- _Your objective_:
From the entries, return every line where the string "wheel" shows up.

- _Dataset content_:
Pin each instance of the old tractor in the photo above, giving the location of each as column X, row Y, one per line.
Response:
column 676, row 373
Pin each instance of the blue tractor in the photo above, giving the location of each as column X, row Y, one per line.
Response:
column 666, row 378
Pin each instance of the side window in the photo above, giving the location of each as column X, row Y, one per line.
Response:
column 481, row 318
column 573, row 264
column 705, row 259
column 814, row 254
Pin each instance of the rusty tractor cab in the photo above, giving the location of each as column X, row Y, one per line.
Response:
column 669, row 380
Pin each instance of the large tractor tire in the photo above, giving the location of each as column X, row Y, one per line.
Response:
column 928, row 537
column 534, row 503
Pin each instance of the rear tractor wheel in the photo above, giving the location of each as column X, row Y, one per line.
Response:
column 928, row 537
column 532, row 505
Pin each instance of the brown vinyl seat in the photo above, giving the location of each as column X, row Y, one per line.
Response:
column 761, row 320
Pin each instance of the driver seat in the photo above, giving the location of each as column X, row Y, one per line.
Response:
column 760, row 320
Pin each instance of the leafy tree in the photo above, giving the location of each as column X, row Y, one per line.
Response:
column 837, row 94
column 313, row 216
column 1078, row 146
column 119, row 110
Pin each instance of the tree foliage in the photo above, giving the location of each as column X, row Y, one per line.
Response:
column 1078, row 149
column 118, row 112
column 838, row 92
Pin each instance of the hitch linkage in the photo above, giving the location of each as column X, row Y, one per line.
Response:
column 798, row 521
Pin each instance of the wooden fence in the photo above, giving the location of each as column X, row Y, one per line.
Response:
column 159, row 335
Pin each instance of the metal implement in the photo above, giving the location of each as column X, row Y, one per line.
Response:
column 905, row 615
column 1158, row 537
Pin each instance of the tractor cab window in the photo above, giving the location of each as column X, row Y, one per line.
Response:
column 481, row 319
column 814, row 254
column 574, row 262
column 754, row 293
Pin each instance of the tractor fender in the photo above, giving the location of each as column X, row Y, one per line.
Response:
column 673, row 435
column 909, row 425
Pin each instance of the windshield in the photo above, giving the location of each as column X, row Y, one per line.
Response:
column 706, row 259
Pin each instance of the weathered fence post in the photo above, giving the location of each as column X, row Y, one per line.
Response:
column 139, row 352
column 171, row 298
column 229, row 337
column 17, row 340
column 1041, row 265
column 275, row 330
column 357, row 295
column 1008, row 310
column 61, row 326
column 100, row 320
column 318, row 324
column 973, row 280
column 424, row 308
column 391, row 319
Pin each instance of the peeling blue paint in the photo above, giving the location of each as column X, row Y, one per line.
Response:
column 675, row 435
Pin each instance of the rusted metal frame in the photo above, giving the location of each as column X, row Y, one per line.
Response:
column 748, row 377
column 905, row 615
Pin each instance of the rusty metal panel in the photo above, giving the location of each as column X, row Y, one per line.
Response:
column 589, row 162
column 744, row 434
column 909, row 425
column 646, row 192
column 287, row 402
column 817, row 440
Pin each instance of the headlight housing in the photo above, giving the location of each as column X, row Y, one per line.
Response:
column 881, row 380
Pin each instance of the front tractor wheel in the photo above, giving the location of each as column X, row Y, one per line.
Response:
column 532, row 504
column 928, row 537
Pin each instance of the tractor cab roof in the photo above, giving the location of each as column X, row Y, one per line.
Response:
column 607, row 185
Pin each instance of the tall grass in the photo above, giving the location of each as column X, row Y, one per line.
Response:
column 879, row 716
---
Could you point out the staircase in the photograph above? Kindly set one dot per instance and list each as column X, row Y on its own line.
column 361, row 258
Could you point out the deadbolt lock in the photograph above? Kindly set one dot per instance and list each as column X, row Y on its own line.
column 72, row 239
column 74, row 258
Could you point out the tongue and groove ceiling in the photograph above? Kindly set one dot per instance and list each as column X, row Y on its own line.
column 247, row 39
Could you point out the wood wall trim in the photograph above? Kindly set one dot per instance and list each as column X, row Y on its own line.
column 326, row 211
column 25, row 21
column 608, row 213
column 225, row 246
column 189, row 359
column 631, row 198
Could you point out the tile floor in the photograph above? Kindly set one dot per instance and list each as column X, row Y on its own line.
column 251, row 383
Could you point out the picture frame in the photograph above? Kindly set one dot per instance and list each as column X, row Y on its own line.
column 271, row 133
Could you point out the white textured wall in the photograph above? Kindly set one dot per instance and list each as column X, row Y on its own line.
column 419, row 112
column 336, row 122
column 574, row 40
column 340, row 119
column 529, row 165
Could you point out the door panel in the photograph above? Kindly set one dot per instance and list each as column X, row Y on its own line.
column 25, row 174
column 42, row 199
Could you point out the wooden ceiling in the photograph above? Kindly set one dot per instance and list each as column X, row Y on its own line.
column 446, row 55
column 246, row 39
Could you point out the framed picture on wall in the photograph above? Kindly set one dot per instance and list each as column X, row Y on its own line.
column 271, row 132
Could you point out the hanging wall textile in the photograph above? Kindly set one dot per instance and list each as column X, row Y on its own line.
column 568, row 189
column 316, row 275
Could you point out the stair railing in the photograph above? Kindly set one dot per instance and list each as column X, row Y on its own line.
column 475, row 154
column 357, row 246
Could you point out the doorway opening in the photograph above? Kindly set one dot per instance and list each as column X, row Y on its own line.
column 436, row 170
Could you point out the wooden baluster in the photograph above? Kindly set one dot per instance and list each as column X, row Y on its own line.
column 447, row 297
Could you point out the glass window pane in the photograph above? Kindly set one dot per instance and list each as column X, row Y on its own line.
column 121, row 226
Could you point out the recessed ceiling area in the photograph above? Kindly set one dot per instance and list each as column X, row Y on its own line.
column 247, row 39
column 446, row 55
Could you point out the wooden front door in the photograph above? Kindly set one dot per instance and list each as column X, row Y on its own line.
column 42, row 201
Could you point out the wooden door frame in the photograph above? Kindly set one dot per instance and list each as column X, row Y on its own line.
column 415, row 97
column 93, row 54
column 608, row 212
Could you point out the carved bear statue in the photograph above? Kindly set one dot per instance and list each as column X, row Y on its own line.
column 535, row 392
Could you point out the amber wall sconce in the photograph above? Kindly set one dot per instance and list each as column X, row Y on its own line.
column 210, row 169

- _Written response_:
Pin each instance of the rear tractor wheel in the photo above, giving the location of each as column X, row Y, one per line.
Pin each instance of the front tractor wheel in the photo above, giving the location of each as column X, row Y, one per line.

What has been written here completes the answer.